━━━━━ Raw records ━━━━━

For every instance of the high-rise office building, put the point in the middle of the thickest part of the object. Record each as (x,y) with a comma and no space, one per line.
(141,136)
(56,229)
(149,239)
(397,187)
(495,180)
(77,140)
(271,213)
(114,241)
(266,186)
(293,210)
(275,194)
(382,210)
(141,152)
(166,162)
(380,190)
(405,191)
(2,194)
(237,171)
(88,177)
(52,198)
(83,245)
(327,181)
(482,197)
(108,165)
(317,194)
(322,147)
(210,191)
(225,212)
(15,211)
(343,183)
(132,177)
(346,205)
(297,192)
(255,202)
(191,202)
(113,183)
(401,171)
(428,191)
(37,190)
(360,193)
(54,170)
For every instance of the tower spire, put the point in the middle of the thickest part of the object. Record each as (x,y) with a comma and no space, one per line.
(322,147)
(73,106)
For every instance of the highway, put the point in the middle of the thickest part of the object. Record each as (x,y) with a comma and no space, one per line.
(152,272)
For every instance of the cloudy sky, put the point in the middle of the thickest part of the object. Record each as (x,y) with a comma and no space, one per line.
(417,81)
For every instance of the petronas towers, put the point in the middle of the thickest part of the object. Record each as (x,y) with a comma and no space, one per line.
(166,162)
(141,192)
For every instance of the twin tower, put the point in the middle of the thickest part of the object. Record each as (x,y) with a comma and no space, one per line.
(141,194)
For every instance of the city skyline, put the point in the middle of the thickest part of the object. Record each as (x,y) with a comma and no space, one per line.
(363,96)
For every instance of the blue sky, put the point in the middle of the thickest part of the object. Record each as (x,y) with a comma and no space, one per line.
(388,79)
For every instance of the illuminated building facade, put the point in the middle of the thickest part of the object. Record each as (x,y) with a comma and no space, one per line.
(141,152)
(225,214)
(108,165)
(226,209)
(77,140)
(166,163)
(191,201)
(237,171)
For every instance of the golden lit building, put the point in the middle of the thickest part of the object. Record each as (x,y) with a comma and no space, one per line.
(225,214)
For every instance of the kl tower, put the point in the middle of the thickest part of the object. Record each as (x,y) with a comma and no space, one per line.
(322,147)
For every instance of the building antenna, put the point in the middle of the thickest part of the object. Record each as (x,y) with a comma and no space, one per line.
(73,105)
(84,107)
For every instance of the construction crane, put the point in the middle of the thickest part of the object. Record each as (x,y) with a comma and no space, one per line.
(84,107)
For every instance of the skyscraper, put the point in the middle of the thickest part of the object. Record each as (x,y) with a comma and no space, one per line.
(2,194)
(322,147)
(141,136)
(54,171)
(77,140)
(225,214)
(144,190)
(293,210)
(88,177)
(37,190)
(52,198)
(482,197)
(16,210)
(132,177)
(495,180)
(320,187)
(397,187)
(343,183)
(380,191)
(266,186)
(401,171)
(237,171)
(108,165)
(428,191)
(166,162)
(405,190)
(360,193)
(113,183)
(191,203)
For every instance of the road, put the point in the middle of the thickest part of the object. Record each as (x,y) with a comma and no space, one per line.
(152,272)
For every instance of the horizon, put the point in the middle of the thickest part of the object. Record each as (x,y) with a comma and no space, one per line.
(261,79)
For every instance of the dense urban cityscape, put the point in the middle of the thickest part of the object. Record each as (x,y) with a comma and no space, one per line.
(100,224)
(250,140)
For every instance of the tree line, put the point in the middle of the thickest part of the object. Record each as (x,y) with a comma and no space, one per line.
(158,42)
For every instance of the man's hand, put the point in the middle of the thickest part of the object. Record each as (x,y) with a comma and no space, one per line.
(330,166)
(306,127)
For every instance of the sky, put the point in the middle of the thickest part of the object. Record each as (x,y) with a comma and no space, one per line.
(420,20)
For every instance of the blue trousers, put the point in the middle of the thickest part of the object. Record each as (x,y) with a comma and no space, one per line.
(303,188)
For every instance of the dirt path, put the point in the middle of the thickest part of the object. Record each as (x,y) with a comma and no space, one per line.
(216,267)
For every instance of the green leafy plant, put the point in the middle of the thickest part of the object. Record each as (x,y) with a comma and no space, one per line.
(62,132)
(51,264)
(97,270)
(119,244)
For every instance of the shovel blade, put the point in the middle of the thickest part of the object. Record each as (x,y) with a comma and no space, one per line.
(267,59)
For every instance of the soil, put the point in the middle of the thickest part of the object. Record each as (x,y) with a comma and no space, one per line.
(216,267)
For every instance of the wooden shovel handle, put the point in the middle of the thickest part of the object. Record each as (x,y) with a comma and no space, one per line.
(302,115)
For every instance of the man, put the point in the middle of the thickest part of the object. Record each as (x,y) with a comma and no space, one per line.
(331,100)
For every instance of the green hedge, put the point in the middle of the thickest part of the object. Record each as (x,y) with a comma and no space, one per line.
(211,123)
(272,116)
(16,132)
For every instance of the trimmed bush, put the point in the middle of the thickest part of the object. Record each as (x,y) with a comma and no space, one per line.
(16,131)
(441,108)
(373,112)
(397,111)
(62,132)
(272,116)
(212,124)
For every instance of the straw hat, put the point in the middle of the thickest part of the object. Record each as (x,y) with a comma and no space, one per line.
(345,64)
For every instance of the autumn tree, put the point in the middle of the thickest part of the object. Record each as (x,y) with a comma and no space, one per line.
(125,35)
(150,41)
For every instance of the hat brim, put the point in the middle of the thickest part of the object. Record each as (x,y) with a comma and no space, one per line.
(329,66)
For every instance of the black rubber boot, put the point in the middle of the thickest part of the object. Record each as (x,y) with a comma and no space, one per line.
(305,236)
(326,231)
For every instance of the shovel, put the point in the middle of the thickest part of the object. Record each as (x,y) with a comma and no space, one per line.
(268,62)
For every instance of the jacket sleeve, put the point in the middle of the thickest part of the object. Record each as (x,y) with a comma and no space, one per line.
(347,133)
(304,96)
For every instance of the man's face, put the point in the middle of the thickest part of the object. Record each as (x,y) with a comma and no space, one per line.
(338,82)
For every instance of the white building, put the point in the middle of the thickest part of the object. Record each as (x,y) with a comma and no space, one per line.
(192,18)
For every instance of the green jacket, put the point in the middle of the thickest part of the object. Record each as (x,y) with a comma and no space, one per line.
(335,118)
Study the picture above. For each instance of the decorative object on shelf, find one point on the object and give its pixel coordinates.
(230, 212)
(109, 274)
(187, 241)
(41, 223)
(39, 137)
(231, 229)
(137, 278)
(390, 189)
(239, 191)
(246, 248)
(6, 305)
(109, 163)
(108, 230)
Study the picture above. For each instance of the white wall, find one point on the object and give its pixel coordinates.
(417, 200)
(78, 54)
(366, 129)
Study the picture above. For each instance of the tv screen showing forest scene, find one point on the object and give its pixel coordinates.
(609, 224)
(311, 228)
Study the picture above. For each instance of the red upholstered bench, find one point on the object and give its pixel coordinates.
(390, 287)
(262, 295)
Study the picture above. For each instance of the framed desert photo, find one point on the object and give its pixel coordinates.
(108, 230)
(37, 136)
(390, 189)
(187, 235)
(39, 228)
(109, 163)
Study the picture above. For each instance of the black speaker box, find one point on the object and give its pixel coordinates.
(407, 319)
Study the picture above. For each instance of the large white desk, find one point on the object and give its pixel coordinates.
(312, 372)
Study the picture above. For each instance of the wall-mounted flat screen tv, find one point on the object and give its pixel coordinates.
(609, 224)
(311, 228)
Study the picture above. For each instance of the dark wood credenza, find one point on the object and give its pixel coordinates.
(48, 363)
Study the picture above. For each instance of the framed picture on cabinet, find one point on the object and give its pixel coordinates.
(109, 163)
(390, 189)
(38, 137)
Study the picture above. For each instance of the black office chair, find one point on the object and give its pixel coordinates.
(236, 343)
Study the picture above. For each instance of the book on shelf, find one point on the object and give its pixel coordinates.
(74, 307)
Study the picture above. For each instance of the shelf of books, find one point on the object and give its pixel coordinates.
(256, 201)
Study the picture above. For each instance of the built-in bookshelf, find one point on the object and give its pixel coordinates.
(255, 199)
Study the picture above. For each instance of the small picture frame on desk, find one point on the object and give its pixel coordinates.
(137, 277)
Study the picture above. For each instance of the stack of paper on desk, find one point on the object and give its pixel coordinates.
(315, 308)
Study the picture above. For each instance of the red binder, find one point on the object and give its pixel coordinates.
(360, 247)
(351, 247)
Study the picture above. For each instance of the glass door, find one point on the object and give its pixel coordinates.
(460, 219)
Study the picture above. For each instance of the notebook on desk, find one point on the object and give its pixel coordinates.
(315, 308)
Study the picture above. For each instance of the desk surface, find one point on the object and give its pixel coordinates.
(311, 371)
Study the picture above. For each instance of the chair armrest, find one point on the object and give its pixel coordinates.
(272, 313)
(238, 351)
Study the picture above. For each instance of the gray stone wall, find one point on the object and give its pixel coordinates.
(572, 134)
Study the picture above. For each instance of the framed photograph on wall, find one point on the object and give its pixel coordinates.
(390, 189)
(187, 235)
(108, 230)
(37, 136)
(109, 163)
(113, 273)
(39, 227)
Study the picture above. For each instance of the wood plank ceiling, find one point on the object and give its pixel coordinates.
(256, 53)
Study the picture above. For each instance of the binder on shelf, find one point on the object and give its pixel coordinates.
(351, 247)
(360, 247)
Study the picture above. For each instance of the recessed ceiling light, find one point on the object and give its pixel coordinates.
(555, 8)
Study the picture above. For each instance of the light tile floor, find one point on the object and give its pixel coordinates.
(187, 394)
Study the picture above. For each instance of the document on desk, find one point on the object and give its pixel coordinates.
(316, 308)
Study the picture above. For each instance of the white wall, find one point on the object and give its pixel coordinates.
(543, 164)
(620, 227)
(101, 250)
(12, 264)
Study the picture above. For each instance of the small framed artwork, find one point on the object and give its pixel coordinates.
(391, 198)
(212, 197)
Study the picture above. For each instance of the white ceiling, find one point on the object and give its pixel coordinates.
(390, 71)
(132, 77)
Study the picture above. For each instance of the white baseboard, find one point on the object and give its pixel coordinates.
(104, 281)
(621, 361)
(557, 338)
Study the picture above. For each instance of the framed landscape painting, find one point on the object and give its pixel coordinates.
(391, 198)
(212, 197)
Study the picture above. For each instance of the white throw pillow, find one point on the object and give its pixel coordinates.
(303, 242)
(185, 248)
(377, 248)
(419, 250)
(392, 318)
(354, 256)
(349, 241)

━━━━━

Lay out the records as a Markdown table with the columns Row and Text, from the line containing "the framed landscape" up to and including the last line of the records. Give each line its own row number and leave out blank lines.

| Row | Text |
|---|---|
| 1 | Study the picture above. For each instance of the framed landscape painting, find one point on the object and give its pixel coordinates. |
| 2 | (391, 198) |
| 3 | (212, 197) |
| 4 | Study the picture above. For each instance of the white throw pillow, find one point on the object and give its pixel coordinates. |
| 5 | (303, 242) |
| 6 | (185, 248) |
| 7 | (377, 248) |
| 8 | (419, 250) |
| 9 | (392, 318) |
| 10 | (354, 256) |
| 11 | (349, 241) |